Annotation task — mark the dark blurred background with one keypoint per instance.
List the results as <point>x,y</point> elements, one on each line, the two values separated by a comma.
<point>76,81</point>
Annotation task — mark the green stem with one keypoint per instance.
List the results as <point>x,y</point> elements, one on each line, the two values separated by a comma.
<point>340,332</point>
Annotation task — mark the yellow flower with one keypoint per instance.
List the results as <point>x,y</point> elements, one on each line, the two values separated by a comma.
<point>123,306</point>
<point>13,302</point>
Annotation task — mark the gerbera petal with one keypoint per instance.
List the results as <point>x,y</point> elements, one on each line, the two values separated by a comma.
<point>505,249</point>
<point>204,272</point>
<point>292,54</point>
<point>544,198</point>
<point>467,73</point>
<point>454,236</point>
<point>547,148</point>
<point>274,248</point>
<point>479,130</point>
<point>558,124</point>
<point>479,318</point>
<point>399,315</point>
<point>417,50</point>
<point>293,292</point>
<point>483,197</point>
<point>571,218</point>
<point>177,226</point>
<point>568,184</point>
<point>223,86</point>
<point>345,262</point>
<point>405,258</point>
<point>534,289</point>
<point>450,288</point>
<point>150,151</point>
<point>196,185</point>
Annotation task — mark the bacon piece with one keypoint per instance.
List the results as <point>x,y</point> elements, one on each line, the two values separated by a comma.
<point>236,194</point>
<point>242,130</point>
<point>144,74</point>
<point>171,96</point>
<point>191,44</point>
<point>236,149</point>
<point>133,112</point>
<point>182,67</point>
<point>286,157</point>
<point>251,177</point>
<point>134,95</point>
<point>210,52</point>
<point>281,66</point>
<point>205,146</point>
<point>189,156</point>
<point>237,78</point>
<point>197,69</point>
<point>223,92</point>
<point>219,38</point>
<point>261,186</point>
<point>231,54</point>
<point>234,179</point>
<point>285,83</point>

> [Task details]:
Only one stretch is wanted, so please give again exactly the lines from the start of the data through the line containing "Annotation task — mark the gerbera", both ends included.

> [Final answer]:
Annotation task — mark the dark blurred background with one keypoint per instance.
List the results as <point>x,y</point> elements, one on each line, the two values separated by a comma.
<point>76,81</point>
Annotation task — mark the green stem with one keypoint per instance.
List the results as <point>x,y</point> elements, one on each line, the two values separated by a comma.
<point>340,332</point>
Annotation task — mark the yellow flower with one keypoint per instance.
List the results as <point>x,y</point> elements, one on each line, the two values separated by a comma.
<point>123,306</point>
<point>13,302</point>
Annotation task — mark the gerbera petal with one keypoint per instance.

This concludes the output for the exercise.